▶ [ARBEITSANWEISUNGEN]
#1 Zähle sämtliche Darsteller auf, die der Text zum Film CYANKALI nennt.
#2 Schreibe den Text zum Film CYANKALI im Anschluss an seinen letzten Satz weiter.

Eintritt € 10,- / 8,-

Deutschland 1930
Regie
Hans Tintner
Drehbuch
Hans Tintner (nach dem gleichnamigen Theaterstück von Friedrich Wolf)
Kamera
Günther Krampf
Originalmusik
Willy Schmidt-Gentner
Darsteller
Claus Clausen, Nico Turoff, Grete Mosheim, Herma Ford
Bauten
Franz Schrödter
Produktion
Atlantis-Film GmbH, Berlin
Premiere
23.5.1930 (Berlin)
Farbe
Schwarzweiß
Zwischentitel
Deutsch
Laufzeit
86 min

Zur Zeit der Wirtschaftskrise wird die junge Hete von ihrem Freund Paul schwanger. Obwohl ohne Aussicht auf eine Wohnung, wollen beide das Kind behalten. Doch als die Arbeiter aus der Fabrik ausgesperrt werden und Paul seinen Job verliert, wissen sie nicht mehr, wie sie es ernähren sollen und Hete entscheidet sich für eine Abtreibung. Zuerst sucht sie Rat und Hilfe bei ihrem Arzt, doch dieser verweist sie auf das Gesetz, das ihm die Hände binde. In ihrer Not landet Hete schließlich bei einer Engelmacherin, die ihr zur Behandlung Zyankalitropfen mitgibt...

Hans Tintners Film CYANKALI steht ganz im Zeichen der geistigen Progressivität der Weimarer Republik und der Neuen Sachlichkeit. Ihm zugrunde liegt das gleichnamige Theaterstück von Friedrich Wolf, der damit den so genannten "Abtreibungsparagraphen" (§218) anprangerte und zur Diskussion stellte. (1)
CYANKALI, noch ein Stummfilm, aber bereits mit einigen Tonsequenzen ausgestattet, wurde mehrfach verboten. Erst nach gravierenden Schnitten, die einzelne Charaktere milderten und Handlungen entschärften, wurde er – mit Ausnahme Bayerns – freigegeben. Friedrich Wolf, der 1931 wegen Verstößen gegen den § 218 in Haft genommen wurde, fand den Film zu kitschig. Die zeitgenössische Kritik indessen war sich uneins. Vermisst wurde die „Schärfe und Schlagkraft des Dramas“ und bemängelt das Fehlen der „geistigen Zielsetzung“ – gelobt wurde die weniger revolutionäre, aber um so tiefere, quälende, nachhaltigere Wirkung. (2)

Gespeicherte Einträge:
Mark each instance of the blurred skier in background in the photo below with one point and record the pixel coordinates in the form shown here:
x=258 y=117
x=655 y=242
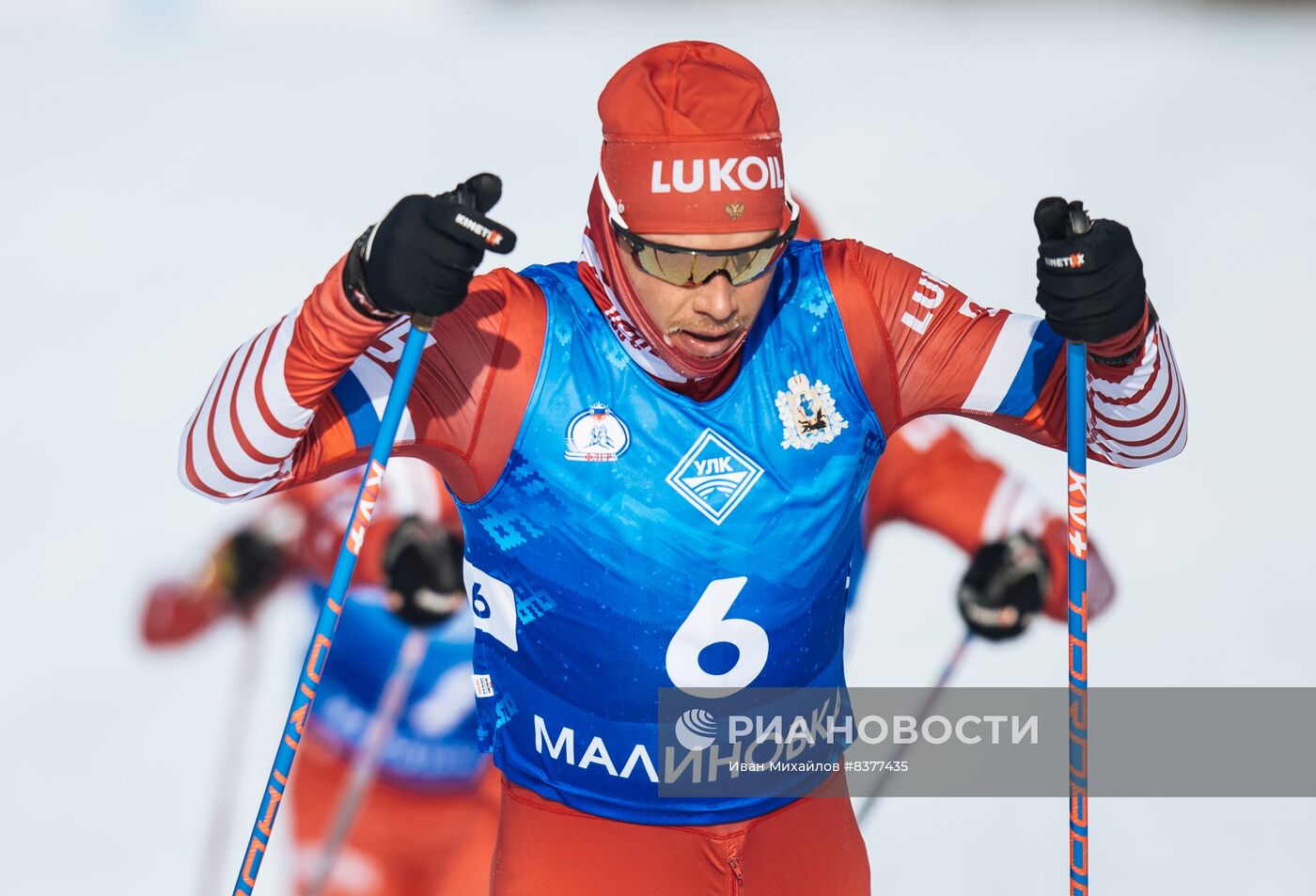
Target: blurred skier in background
x=427 y=821
x=931 y=477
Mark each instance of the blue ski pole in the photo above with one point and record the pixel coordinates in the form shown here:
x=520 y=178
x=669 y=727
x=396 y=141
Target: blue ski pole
x=321 y=639
x=1076 y=437
x=930 y=701
x=1075 y=431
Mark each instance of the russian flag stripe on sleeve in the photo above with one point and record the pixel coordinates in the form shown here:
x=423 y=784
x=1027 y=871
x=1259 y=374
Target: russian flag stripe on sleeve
x=358 y=408
x=1023 y=354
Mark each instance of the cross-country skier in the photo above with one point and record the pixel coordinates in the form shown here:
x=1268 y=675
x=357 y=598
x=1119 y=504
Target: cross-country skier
x=710 y=545
x=428 y=821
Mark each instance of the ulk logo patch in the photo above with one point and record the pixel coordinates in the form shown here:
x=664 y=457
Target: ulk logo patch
x=714 y=477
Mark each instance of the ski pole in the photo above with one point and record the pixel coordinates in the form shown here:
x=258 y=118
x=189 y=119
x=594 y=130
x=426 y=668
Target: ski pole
x=937 y=689
x=1075 y=431
x=236 y=731
x=382 y=727
x=321 y=639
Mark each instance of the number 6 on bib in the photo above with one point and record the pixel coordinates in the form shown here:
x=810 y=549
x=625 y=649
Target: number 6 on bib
x=707 y=625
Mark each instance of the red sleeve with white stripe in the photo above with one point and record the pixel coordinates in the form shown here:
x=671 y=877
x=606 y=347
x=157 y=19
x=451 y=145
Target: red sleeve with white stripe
x=303 y=399
x=931 y=477
x=921 y=346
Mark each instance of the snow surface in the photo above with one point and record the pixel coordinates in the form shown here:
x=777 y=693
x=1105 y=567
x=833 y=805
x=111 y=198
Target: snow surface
x=177 y=174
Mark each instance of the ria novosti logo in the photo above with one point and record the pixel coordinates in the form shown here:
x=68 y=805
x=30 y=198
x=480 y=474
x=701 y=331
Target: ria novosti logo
x=697 y=729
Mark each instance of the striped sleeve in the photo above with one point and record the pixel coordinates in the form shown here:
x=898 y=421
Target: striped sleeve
x=921 y=348
x=273 y=414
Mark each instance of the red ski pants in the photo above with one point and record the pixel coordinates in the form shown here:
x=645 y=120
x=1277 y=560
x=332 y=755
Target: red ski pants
x=809 y=846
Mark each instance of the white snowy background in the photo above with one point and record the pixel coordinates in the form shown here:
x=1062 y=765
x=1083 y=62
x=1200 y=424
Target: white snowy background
x=177 y=174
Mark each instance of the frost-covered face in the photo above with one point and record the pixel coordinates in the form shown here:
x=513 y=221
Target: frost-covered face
x=707 y=320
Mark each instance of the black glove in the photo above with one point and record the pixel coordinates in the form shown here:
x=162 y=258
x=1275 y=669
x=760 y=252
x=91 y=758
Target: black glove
x=1089 y=275
x=421 y=257
x=246 y=567
x=1004 y=587
x=423 y=573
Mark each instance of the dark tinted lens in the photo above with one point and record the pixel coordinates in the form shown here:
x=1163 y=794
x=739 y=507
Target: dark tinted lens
x=693 y=269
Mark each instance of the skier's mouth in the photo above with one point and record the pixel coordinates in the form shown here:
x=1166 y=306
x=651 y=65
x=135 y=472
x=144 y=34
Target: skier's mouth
x=706 y=345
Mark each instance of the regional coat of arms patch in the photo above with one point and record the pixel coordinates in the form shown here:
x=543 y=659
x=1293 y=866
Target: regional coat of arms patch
x=808 y=414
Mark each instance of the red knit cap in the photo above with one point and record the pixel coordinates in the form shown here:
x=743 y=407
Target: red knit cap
x=691 y=142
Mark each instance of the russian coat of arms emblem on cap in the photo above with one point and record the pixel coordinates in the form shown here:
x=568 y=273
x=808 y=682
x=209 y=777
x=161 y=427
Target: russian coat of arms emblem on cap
x=808 y=414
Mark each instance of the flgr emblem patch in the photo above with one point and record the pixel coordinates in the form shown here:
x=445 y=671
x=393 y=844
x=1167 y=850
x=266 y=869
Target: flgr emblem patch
x=714 y=477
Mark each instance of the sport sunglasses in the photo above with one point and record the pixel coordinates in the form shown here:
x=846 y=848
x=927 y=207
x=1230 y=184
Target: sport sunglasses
x=691 y=267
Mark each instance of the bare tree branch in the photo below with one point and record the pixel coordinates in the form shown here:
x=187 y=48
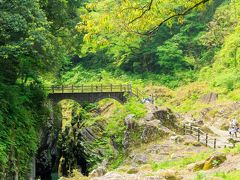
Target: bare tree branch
x=187 y=11
x=150 y=32
x=144 y=12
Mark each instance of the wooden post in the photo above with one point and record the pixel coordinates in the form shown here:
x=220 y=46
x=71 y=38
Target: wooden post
x=184 y=129
x=53 y=89
x=206 y=139
x=129 y=87
x=198 y=134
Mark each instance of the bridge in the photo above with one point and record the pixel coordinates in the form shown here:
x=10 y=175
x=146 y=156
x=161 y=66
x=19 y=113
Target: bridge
x=91 y=93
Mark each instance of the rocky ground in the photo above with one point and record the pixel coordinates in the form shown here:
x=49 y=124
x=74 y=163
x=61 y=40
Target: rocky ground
x=165 y=153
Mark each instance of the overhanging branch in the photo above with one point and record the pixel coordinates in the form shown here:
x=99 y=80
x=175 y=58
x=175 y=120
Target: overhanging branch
x=185 y=12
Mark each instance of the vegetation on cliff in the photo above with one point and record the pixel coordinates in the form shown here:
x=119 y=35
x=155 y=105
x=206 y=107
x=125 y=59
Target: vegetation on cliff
x=176 y=50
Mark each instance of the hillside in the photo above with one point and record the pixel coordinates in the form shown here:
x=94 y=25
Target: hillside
x=184 y=54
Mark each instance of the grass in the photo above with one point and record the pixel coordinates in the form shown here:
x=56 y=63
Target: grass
x=228 y=176
x=233 y=151
x=180 y=163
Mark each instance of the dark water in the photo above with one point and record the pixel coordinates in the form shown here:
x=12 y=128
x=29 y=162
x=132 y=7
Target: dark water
x=54 y=176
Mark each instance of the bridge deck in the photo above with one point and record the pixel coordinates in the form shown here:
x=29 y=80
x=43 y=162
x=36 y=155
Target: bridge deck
x=90 y=88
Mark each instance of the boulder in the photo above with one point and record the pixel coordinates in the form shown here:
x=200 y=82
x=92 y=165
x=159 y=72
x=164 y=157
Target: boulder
x=166 y=117
x=177 y=139
x=100 y=171
x=198 y=166
x=132 y=171
x=169 y=175
x=208 y=98
x=140 y=159
x=214 y=161
x=129 y=122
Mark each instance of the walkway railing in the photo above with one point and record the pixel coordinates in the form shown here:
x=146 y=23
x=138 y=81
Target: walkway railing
x=200 y=135
x=90 y=88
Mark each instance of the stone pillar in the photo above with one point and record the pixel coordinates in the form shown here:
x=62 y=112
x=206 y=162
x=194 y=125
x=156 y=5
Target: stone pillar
x=33 y=169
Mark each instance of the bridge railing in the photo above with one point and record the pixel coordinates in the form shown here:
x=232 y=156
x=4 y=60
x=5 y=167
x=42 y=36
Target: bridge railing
x=200 y=135
x=90 y=88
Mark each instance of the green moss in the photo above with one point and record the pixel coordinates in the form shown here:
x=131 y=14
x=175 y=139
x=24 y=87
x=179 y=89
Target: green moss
x=179 y=163
x=228 y=176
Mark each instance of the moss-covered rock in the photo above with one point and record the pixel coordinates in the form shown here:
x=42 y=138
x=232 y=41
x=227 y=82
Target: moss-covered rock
x=132 y=171
x=214 y=161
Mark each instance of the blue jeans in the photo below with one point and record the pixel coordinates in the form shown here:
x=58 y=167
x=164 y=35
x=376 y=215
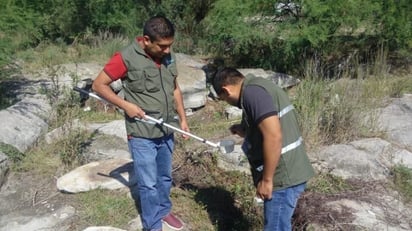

▶ [ERGEBNISSE]
#1 Claus Clausen, Nico Turoff, Grete Mosheim, Herma Ford

#2
Tintner selbst sagte über seinen Film und seine Intention: „Während das Stück auf der Bühne mehr die privaten, familiären Verhältnisse einer Familie schildert, habe ich im Film die Möglichkeit gehabt, weit mehr auf die sozialen Ursachen einzugehen.“ (3) Das Fehlen der Sprache, das seinen Ausdruck auch in der expressiven Gestaltung der Zwischentitel findet, ist hier, an der Schwelle zum Tonfilm, offensichtlich. Die nachträgliche Ausstattung des Films mit der Musik Willy Schmidt-Gentners konnte dies nicht ausgleichen, sie wirkte sogar kontraproduktiv. Der Kritiker Herbert Ihering schrieb 1930: „Aber Kintopp von 1920 und eine mechanische Dudelmusik von Schmidt-Gentner, das ist zuviel. Diese Musikzusammenstellung (…) erweicht alles Anklägerische und spielt es ins Sentimentale hinüber. (…) Es geht etwas vor im deutschen Film. Man merkt, dass es mit alter Thematik nicht weitergeht. Man wagt etwas. Aber man macht es noch nicht richtig.“ (4)


(1) Erstmals 1929 auf die Bühne gekommen, wurde das Stück in den ersten zwei Monaten über hundert Mal aufgeführt und löste zugleich Massenproteste aus. Das Thema war virulent, der so genannte „Abtreibungsparagraph“ führte zu heftigen Diskussionen.
(2) Verleihkatalog, DIF, S.70
(3) ebd.
(4) ebd.


Eröffnungsfilm / musikalische Begleitung: Christian Meier
(Flügel)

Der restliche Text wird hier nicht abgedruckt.